— Supplied passage —
Comment by plaidfuji

2 years ago

These LLMs do not have a concept of factual correctness and are not trained/optimized as such. I find it laughable that people expect these things to act like quiz bots - this misunderstands the nature of a generative LLM entirely.

It simply spits out whatever output sequence it feels is most likely to occur after your input sequence. How it defines “most likely” is the subject of much research, but to optimize for factual correctness is a completely different endeavor. In certain cases (like coding problems) it can sound smart enough because for certain prompts, the approximate consensus of all available text on the internet is pretty much true and is unpolluted by garbage content from laypeople. It is also good at generating generic fluffy “content” although the value of this feature escapes me.

In the end the quality of the information it will get back to you is no better than the quality of a thorough google search.. it will just get you a more concise and well-formatted answer faster.

13 comments

plaidfuji

zmmmmm 2 years ago

> because for certain prompts, the approximate consensus of all available text on the internet is pretty much true

I think you're slightly mischaracterising things here. It has potential to be at least slightly and possibly much better than that. This is evidenced by the fact it is much better than chance at answering "novel" questions that don't have a direct source in the training data. Why it can do it is because at a certain point, to solve the optimisation problem of "what word comes next" the least complex strategy actually becomes to start modeling principles of logic and facts connecting them. It is not in any systematic or reliable way so you can't ever guarantee when or how well it is going to apply these, but it is absolutely learning higher order patterns than simple text / pattern matching, and it is absolutely able to generalise these across topics.

— Record excerpts —
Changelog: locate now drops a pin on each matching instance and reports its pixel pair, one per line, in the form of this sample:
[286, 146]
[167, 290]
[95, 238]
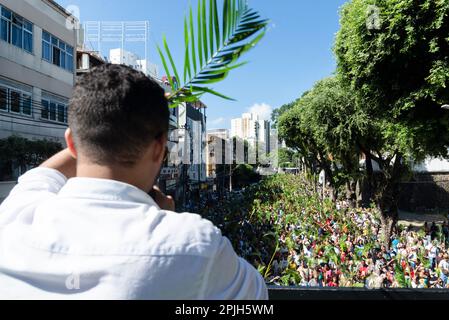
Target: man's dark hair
[115, 113]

— Work to be completed —
Please answer these questions about the comment thread:
(a) What kind of problems does the first comment give as a case where the model can sound smart enough?
(b) According to the first comment, what is the quality of the information the model gives back no better than?
(c) In the reply, what kind of questions is the model said to be much better than chance at answering?

— Exercise answer —
(a) Coding problems.
(b) The quality of a thorough google search.
(c) "Novel" questions that don't have a direct source in the training data.